[[ INFORMATION GIVEN, beginning ]]

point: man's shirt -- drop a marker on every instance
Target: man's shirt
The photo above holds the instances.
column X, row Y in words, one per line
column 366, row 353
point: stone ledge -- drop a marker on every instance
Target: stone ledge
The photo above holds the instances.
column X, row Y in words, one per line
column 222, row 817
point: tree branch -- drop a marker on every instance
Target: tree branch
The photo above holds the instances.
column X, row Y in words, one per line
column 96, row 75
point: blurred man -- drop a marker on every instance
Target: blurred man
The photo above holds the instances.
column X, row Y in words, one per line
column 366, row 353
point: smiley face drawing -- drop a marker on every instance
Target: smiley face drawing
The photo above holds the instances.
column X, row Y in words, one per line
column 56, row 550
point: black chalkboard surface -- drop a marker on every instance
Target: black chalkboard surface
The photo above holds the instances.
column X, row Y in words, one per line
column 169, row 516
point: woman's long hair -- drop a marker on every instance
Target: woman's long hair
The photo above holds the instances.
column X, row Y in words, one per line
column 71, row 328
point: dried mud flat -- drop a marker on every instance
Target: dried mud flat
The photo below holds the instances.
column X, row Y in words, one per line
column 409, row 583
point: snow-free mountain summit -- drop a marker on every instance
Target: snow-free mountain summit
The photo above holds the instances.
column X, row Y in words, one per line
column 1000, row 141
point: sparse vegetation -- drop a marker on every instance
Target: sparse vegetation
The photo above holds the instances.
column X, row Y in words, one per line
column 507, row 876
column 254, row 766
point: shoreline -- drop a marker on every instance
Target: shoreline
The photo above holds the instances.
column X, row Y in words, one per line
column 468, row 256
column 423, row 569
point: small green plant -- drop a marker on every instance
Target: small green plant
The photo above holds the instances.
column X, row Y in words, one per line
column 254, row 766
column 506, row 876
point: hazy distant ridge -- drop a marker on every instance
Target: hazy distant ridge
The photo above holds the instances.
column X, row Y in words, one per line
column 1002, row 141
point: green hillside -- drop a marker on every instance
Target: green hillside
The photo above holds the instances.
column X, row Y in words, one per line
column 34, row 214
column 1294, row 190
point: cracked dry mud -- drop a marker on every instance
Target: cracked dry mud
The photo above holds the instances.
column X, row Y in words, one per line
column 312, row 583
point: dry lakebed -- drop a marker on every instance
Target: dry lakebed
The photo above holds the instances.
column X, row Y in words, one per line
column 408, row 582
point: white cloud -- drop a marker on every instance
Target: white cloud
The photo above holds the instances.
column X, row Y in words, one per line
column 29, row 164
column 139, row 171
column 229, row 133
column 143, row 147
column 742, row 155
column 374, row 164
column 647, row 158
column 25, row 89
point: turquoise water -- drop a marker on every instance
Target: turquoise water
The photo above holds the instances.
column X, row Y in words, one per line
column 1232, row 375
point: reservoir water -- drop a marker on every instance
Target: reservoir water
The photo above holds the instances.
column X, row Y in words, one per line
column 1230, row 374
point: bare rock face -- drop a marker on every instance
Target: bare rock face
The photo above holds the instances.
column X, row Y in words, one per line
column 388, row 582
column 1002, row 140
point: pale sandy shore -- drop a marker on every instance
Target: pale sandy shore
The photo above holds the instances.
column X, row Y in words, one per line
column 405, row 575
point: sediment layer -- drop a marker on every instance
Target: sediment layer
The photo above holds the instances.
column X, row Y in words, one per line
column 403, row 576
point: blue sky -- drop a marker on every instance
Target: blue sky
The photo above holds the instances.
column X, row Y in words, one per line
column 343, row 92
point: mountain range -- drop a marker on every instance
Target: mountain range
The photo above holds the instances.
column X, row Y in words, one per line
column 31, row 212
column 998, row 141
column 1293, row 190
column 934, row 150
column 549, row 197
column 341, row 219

[[ INFORMATION GIVEN, end ]]

● **WORK ORDER**:
Copy out the material exactly, omitting nothing.

● **PROBLEM SOLUTION**:
point: man's shirt -- drop a marker on every instance
Target: man's shirt
The photo above holds the instances.
column X, row Y in words, one per line
column 366, row 353
point: stone ledge -- drop a marker on every instance
Target: stone ledge
The photo above holds the instances.
column X, row Y in words, one per line
column 222, row 817
point: tree branch -- drop a marker on every instance
Target: tree branch
The photo above holds the instances.
column X, row Y in words, one per line
column 96, row 75
point: blurred man -- drop a marker on every instance
Target: blurred man
The photo above holds the instances.
column X, row Y in words, one per line
column 366, row 353
point: smiley face drawing -- drop a marker on every instance
Target: smiley face drawing
The photo above holds the instances.
column X, row Y in words, one per line
column 56, row 550
point: black chalkboard surface -- drop a marker on every instance
Target: black chalkboard surface
The photo above holds the instances.
column X, row Y in words, one per line
column 169, row 516
point: woman's long hair -- drop a marker on every instance
Target: woman's long hair
The photo above holds the instances.
column X, row Y in words, one per line
column 71, row 328
point: dried mud flat -- drop a marker on every instance
Target: dried mud flat
The photo below holds the instances.
column X, row Y in words, one per line
column 409, row 583
point: snow-free mountain summit -- drop a marker on every instance
Target: snow-free mountain summit
The photo above holds the instances.
column X, row Y in words, one per line
column 1000, row 141
point: sparse vegetation -- drop a marker on every instance
Target: sparse vegetation
The photo above holds the instances.
column X, row Y in words, one per line
column 507, row 876
column 254, row 766
point: shoreline -- drop a marker on every instance
Target: shoreline
The photo above holds the instances.
column X, row Y in words, one per line
column 468, row 256
column 423, row 569
point: small green plant -- drop a marker on every instance
Target: small green plant
The photo above holds the instances.
column X, row Y in words, one per line
column 254, row 766
column 506, row 876
point: hazy distant ridge -- drop a marker on every instance
Target: hazy distant ridge
The photo above holds the instances.
column X, row Y in words, one per line
column 1002, row 141
point: green hillside -- drop a marker on every instance
Target: green hillside
The photo above holds the instances.
column X, row Y in words, one per line
column 34, row 214
column 1294, row 190
point: cracked dry mud -- drop a marker on every instance
Target: cracked dry mud
The photo above holds the instances.
column X, row Y in words, one per line
column 312, row 583
point: dry lakebed -- drop a marker on every instance
Target: dry lakebed
The photo above holds the instances.
column X, row Y in words, one per line
column 408, row 582
point: white cloud -- drop a marker on every instance
Target: white cloud
The photo above holds the instances.
column X, row Y in words, one per line
column 29, row 164
column 139, row 171
column 229, row 133
column 143, row 147
column 742, row 155
column 374, row 164
column 647, row 158
column 25, row 89
point: turquoise water -- drop a marker on every instance
Target: turquoise water
The photo above holds the instances.
column X, row Y in words, one per line
column 1232, row 375
point: reservoir water -- drop a marker on every instance
Target: reservoir water
The photo above holds the instances.
column X, row Y in words, one per line
column 1230, row 374
point: bare rock face -- drop a marker on every instance
Target: bare rock face
The photo above holds the instances.
column X, row Y in words, one per line
column 388, row 582
column 1002, row 140
point: pale sandy shore -- drop a marker on every instance
Target: pale sandy shore
The photo above holds the instances.
column X, row Y in words, one per line
column 405, row 575
point: sediment layer -- drop a marker on every instance
Target: sediment layer
The photo above holds the instances.
column X, row Y in words, one per line
column 403, row 576
point: blue sky -- drop a marker on every instance
Target: blue sky
The photo above holds the instances.
column X, row Y in words, one per line
column 343, row 92
point: mountain range -- drop a marker on every instance
Target: mountain range
The photo above holds the instances.
column X, row Y in words, one per line
column 31, row 212
column 998, row 141
column 1293, row 190
column 934, row 150
column 549, row 197
column 341, row 219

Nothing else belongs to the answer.